(Text-to-region grounding data)
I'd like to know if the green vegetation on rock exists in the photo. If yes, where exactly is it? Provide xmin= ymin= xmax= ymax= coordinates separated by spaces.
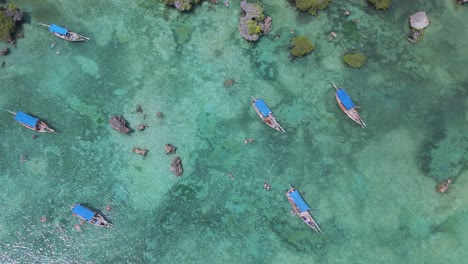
xmin=293 ymin=0 xmax=331 ymax=16
xmin=0 ymin=11 xmax=15 ymax=40
xmin=290 ymin=36 xmax=315 ymax=58
xmin=342 ymin=53 xmax=367 ymax=68
xmin=368 ymin=0 xmax=392 ymax=10
xmin=246 ymin=20 xmax=261 ymax=35
xmin=254 ymin=3 xmax=265 ymax=21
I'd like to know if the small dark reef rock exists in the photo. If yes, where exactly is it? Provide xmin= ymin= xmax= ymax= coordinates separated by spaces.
xmin=109 ymin=116 xmax=130 ymax=134
xmin=170 ymin=156 xmax=183 ymax=176
xmin=223 ymin=79 xmax=236 ymax=88
xmin=165 ymin=144 xmax=177 ymax=154
xmin=239 ymin=0 xmax=272 ymax=42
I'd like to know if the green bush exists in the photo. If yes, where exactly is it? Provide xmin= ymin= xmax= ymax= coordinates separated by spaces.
xmin=0 ymin=11 xmax=15 ymax=40
xmin=7 ymin=3 xmax=19 ymax=11
xmin=294 ymin=0 xmax=331 ymax=16
xmin=254 ymin=3 xmax=265 ymax=21
xmin=368 ymin=0 xmax=392 ymax=10
xmin=342 ymin=53 xmax=367 ymax=68
xmin=246 ymin=20 xmax=261 ymax=35
xmin=290 ymin=36 xmax=315 ymax=58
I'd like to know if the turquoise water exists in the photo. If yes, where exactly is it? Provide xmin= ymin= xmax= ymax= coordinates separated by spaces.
xmin=0 ymin=0 xmax=467 ymax=263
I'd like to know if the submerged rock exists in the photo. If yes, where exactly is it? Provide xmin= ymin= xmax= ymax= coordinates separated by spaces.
xmin=170 ymin=156 xmax=183 ymax=176
xmin=109 ymin=116 xmax=130 ymax=134
xmin=223 ymin=79 xmax=236 ymax=88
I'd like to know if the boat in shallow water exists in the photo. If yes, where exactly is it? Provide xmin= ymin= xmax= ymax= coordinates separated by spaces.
xmin=252 ymin=97 xmax=285 ymax=133
xmin=40 ymin=23 xmax=90 ymax=42
xmin=286 ymin=186 xmax=323 ymax=233
xmin=71 ymin=204 xmax=111 ymax=227
xmin=7 ymin=110 xmax=56 ymax=133
xmin=332 ymin=81 xmax=366 ymax=128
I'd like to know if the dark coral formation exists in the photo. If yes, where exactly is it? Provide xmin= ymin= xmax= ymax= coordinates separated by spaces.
xmin=170 ymin=156 xmax=183 ymax=176
xmin=238 ymin=0 xmax=272 ymax=42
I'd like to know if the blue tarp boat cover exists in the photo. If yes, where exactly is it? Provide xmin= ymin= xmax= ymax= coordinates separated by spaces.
xmin=336 ymin=89 xmax=355 ymax=110
xmin=49 ymin=24 xmax=68 ymax=35
xmin=72 ymin=204 xmax=95 ymax=221
xmin=254 ymin=99 xmax=272 ymax=117
xmin=14 ymin=111 xmax=38 ymax=127
xmin=289 ymin=190 xmax=310 ymax=212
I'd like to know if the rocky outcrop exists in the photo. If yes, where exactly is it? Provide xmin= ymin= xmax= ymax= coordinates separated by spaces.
xmin=109 ymin=116 xmax=130 ymax=134
xmin=238 ymin=0 xmax=272 ymax=42
xmin=165 ymin=144 xmax=177 ymax=154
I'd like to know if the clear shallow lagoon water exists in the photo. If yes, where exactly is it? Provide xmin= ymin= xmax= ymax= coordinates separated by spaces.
xmin=0 ymin=0 xmax=467 ymax=263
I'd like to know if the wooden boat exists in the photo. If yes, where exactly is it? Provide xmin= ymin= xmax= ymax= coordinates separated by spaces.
xmin=39 ymin=23 xmax=90 ymax=42
xmin=71 ymin=204 xmax=111 ymax=228
xmin=332 ymin=81 xmax=366 ymax=128
xmin=252 ymin=97 xmax=285 ymax=133
xmin=7 ymin=110 xmax=56 ymax=133
xmin=286 ymin=185 xmax=323 ymax=233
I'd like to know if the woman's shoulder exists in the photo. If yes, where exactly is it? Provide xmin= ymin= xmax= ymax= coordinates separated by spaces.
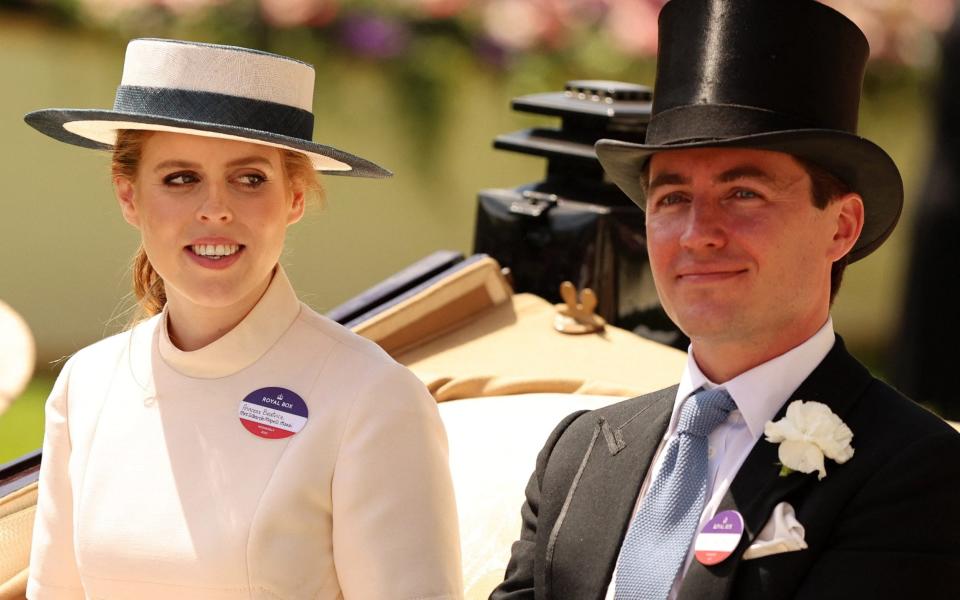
xmin=289 ymin=304 xmax=432 ymax=412
xmin=45 ymin=315 xmax=160 ymax=412
xmin=68 ymin=314 xmax=160 ymax=371
xmin=292 ymin=303 xmax=401 ymax=373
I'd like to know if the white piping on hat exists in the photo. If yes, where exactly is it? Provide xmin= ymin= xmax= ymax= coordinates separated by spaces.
xmin=63 ymin=120 xmax=352 ymax=172
xmin=121 ymin=39 xmax=316 ymax=112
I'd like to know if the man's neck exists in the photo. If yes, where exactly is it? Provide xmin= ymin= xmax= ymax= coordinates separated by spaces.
xmin=690 ymin=313 xmax=831 ymax=383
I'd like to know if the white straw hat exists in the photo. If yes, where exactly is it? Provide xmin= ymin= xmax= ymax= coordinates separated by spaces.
xmin=0 ymin=300 xmax=35 ymax=417
xmin=25 ymin=38 xmax=391 ymax=177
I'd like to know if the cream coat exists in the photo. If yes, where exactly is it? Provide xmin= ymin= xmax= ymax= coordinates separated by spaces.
xmin=27 ymin=268 xmax=463 ymax=600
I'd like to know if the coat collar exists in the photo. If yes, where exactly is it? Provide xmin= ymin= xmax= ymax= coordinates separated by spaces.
xmin=677 ymin=335 xmax=872 ymax=599
xmin=158 ymin=266 xmax=302 ymax=379
xmin=545 ymin=386 xmax=676 ymax=599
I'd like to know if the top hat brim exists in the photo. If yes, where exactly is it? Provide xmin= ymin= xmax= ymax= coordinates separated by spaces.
xmin=24 ymin=109 xmax=392 ymax=178
xmin=595 ymin=130 xmax=903 ymax=262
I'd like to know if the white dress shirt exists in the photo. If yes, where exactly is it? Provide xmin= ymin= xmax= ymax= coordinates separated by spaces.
xmin=606 ymin=318 xmax=835 ymax=600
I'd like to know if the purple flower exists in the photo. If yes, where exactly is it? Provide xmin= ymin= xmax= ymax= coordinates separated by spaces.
xmin=473 ymin=36 xmax=511 ymax=69
xmin=339 ymin=14 xmax=411 ymax=59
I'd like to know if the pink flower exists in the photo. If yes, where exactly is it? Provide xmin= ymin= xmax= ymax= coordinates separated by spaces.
xmin=399 ymin=0 xmax=472 ymax=20
xmin=822 ymin=0 xmax=956 ymax=65
xmin=158 ymin=0 xmax=225 ymax=16
xmin=603 ymin=0 xmax=663 ymax=57
xmin=260 ymin=0 xmax=338 ymax=28
xmin=912 ymin=0 xmax=956 ymax=32
xmin=482 ymin=0 xmax=553 ymax=51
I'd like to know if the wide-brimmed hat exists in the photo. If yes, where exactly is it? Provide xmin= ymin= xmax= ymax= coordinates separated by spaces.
xmin=595 ymin=0 xmax=903 ymax=262
xmin=25 ymin=38 xmax=391 ymax=178
xmin=0 ymin=300 xmax=35 ymax=417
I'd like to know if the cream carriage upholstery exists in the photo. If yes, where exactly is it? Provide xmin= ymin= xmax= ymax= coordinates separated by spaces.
xmin=356 ymin=256 xmax=686 ymax=401
xmin=359 ymin=256 xmax=686 ymax=597
xmin=0 ymin=483 xmax=36 ymax=599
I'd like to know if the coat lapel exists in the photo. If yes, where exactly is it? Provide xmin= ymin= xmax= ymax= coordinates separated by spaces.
xmin=546 ymin=386 xmax=676 ymax=599
xmin=678 ymin=336 xmax=872 ymax=600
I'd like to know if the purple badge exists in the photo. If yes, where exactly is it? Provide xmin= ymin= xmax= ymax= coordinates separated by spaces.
xmin=238 ymin=387 xmax=308 ymax=440
xmin=694 ymin=510 xmax=744 ymax=565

* WHAT YOU WILL DO
Please write out, exactly as they appear, the lines from the line containing "I'd like to know if the cream carriage" through the last line of the records above, both included.

* COMPLETED TASK
I'd like to know if the cream carriage upholstery exists in the photo. If yes, where exactly is it? Provide xmin= ymin= xmax= ymax= coordinates separated by spaces.
xmin=356 ymin=256 xmax=686 ymax=401
xmin=359 ymin=256 xmax=686 ymax=597
xmin=0 ymin=483 xmax=36 ymax=599
I'd like to know if the coat lapel exists in the photo. If yes, where exactly is it? Provide xmin= ymin= xmax= ymax= coordinates separated by spaces.
xmin=546 ymin=386 xmax=676 ymax=599
xmin=678 ymin=336 xmax=872 ymax=600
I'd like to know if the purple badge exists in the photo. If yes, where exactly is it? Provide xmin= ymin= xmax= ymax= coordinates separated by spaces.
xmin=238 ymin=387 xmax=308 ymax=440
xmin=694 ymin=510 xmax=744 ymax=565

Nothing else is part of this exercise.